Jovens como Greta Thumberg entenderam que a vida que está diante dela nada mais é que o corredor de um abatedouro. Não vamos parar, porque não conseguimos abrir mão do poder. Temos escolhas? O que podemos fazer senão trabalhar em algum subemprego e abraçar alguma compulsão(comida, alcool, tabaco, remédios)? Eu gostaria de ver um lugar para quem não gosta desse sistema de coisas, com uma placa: você que está de saco cheio venha para cá! Aqui você trabalha apenas para subsistência, terá um canto para dormir, natureza disponível, tempo, paz. Por que não temos opções? Temos comunidades alternativas, certo? Mas por que não temos um Estado alternativo? Por que tudo é tão estreito? Não estamos num grande corredor que nos impulsiona para frente sem questionar... sussurrando em nossos ouvidos:a única certeza da vida é a morte?

Toda a paisagem brasileira é um grande pasto esperando gado. Nasci em Guaratinguetá e desde sempre quando observo a paisagem eu vejo pastos, a maioria vazia. Esse é o mundo que estamos legando para as próximas gerações... um grande pasto vazio para eles pastarem. Todo trabalho é um destruir, inicialmente das florestas para criar pastos e plantações, posteriormente dos seres para deles extrair produtos e capital.

Então estendeu a mão e pegou a faca para sacrificar seu filho.
Mas o Anjo do Senhor o chamou do céu: "Abraão! Abraão! " 

"Eis-me aqui", respondeu ele.
"Não toque no rapaz", disse o Anjo

Gênesis 22:10-12

Um pequeno adendo... Achei tão incrível a semelhança entre Odin Quincannon e o professor Safatle que gostaria de deixar isso registrado..rs 

        

O professor Safatle possui outra semelhança com o Sr. Quincannon, uma ideia fixa: denunciar que a democracia não existe no Brasil, mas sim um "necroestado"... enquanto Quincannon quer denunciar a inexistência de Deus, dizendo que em seu lugar o único deus verdadeiro é o "Deus carne".

:: INFORMAÇÕES REGISTRADAS ::
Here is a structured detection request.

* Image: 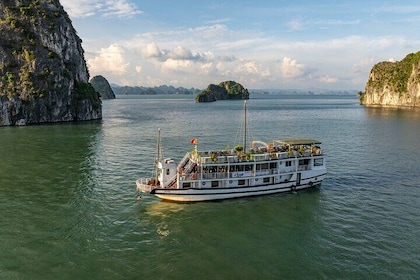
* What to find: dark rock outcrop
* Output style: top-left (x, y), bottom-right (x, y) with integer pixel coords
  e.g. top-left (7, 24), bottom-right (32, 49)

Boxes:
top-left (0, 0), bottom-right (102, 126)
top-left (195, 81), bottom-right (249, 102)
top-left (90, 75), bottom-right (115, 99)
top-left (360, 52), bottom-right (420, 107)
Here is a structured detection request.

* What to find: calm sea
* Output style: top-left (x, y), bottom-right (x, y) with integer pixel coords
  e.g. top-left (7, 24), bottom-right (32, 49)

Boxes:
top-left (0, 95), bottom-right (420, 279)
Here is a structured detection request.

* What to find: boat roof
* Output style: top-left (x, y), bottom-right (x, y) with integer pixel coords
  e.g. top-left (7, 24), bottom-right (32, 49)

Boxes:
top-left (278, 138), bottom-right (321, 145)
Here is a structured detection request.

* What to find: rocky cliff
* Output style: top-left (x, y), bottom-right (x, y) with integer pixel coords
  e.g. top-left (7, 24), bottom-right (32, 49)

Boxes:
top-left (0, 0), bottom-right (102, 126)
top-left (195, 81), bottom-right (249, 102)
top-left (360, 52), bottom-right (420, 107)
top-left (90, 75), bottom-right (115, 99)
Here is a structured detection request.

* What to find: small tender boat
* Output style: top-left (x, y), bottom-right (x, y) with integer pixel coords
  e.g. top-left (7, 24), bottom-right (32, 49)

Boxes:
top-left (136, 103), bottom-right (327, 202)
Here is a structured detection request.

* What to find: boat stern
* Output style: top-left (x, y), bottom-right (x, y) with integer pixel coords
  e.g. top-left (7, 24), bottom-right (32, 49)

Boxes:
top-left (136, 178), bottom-right (156, 193)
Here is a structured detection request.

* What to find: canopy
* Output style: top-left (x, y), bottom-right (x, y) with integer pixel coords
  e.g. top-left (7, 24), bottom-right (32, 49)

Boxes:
top-left (276, 138), bottom-right (321, 145)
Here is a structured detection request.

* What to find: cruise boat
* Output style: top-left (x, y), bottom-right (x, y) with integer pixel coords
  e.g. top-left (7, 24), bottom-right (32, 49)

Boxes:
top-left (136, 103), bottom-right (327, 202)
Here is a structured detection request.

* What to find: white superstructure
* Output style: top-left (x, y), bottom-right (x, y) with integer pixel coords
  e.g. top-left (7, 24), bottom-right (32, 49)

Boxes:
top-left (136, 139), bottom-right (327, 202)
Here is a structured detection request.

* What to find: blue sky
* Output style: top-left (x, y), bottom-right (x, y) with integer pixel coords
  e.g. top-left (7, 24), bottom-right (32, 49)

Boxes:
top-left (60, 0), bottom-right (420, 90)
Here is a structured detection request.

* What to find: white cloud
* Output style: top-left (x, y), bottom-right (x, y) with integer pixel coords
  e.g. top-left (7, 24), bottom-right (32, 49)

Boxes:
top-left (280, 57), bottom-right (305, 79)
top-left (162, 58), bottom-right (192, 72)
top-left (60, 0), bottom-right (143, 18)
top-left (87, 44), bottom-right (129, 75)
top-left (286, 19), bottom-right (304, 31)
top-left (141, 42), bottom-right (162, 57)
top-left (319, 75), bottom-right (338, 84)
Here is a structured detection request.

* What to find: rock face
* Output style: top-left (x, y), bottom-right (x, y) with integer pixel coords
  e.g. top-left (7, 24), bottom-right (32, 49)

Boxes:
top-left (0, 0), bottom-right (102, 126)
top-left (90, 75), bottom-right (115, 99)
top-left (195, 81), bottom-right (249, 102)
top-left (360, 52), bottom-right (420, 107)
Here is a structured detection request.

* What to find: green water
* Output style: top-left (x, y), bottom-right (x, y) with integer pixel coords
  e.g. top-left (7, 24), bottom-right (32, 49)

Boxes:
top-left (0, 97), bottom-right (420, 279)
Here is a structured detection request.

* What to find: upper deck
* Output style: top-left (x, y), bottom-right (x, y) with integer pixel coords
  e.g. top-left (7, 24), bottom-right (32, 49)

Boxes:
top-left (190, 138), bottom-right (322, 164)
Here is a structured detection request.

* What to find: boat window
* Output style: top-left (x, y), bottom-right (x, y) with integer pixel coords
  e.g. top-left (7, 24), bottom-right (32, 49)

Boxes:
top-left (314, 158), bottom-right (324, 166)
top-left (299, 159), bottom-right (309, 165)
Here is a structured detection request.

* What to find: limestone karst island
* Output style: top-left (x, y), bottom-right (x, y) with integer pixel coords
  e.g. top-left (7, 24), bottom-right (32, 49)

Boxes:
top-left (360, 52), bottom-right (420, 107)
top-left (0, 0), bottom-right (102, 126)
top-left (195, 81), bottom-right (249, 102)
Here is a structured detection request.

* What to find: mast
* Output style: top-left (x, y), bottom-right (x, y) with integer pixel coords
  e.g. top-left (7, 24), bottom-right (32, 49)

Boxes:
top-left (155, 128), bottom-right (161, 186)
top-left (244, 100), bottom-right (247, 152)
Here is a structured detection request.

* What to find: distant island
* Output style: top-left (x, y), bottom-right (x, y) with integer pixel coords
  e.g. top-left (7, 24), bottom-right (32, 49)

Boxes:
top-left (111, 85), bottom-right (201, 95)
top-left (360, 52), bottom-right (420, 107)
top-left (0, 0), bottom-right (102, 126)
top-left (195, 81), bottom-right (249, 102)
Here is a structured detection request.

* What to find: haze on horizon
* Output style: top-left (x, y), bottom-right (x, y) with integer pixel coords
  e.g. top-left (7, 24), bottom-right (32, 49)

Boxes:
top-left (60, 0), bottom-right (420, 90)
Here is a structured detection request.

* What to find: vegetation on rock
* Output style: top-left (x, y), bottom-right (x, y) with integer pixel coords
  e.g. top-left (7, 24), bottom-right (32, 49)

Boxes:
top-left (90, 75), bottom-right (115, 99)
top-left (0, 0), bottom-right (102, 126)
top-left (359, 52), bottom-right (420, 107)
top-left (195, 81), bottom-right (249, 102)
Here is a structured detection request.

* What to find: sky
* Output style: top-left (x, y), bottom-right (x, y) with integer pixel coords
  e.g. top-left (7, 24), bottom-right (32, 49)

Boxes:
top-left (60, 0), bottom-right (420, 91)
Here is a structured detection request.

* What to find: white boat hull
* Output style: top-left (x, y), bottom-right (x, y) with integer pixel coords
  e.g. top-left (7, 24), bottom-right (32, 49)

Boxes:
top-left (144, 175), bottom-right (325, 202)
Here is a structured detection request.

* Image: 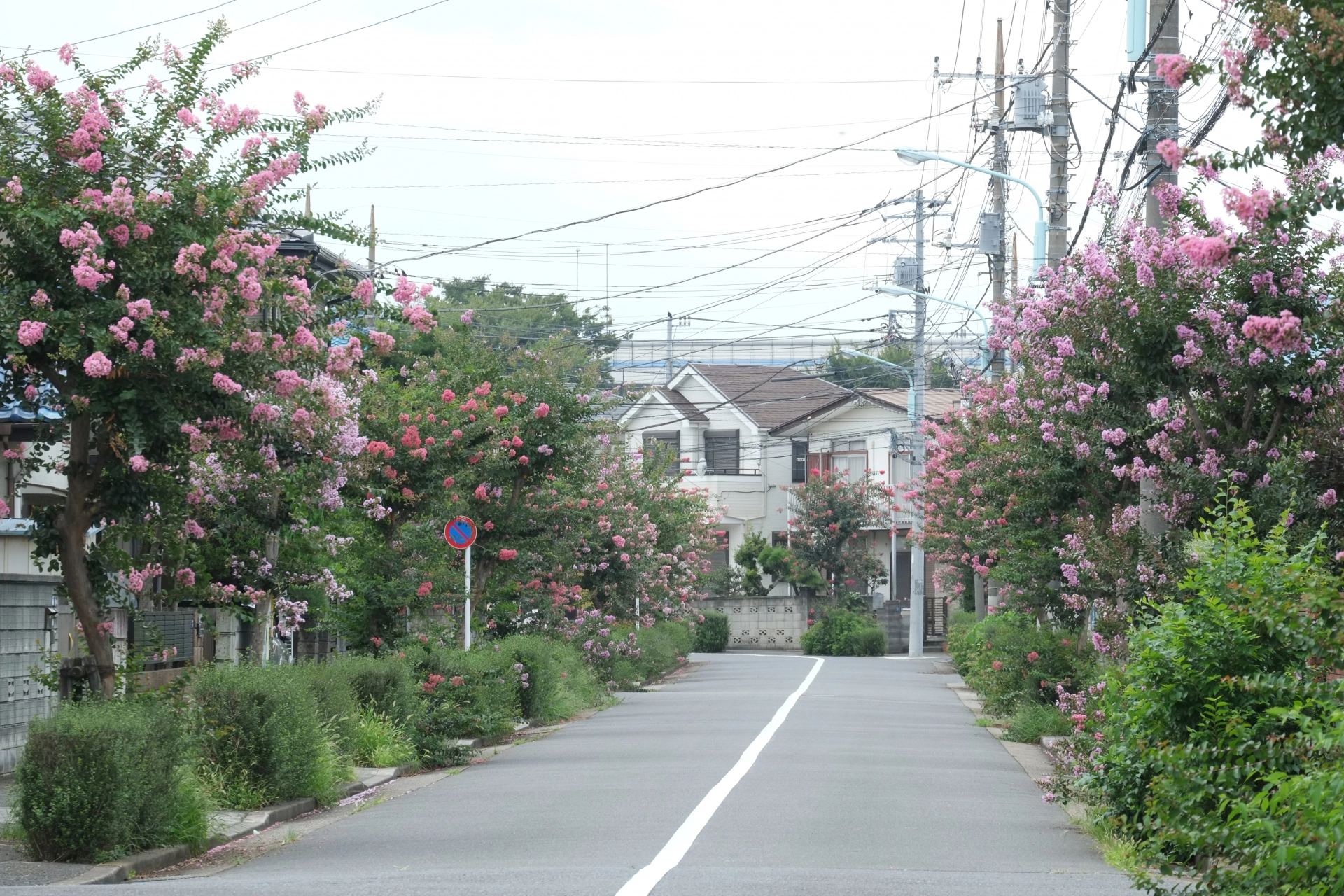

:: O QUE SE PEDE ::
[1] Responda com base no trecho do documento:
(a) Em que cidade nasceu quem escreve?
(b) Segundo Quincannon, qual é o único deus verdadeiro?
(c) O que o Anjo diz a Abraão depois que ele responde "Eis-me aqui"?
[2] Mostre todas as linhas dos registros em que aparece a palavra "boat".

:: RESULTADOS DAS TAREFAS ::
[1]
(a) Guaratinguetá.
(b) O "Deus carne".
(c) "Não toque no rapaz".

[2]
* What to find: boat roof
* What to find: small tender boat
* What to find: boat stern
* What to find: cruise boat
* What to find: boat window
* What to find: white boat hull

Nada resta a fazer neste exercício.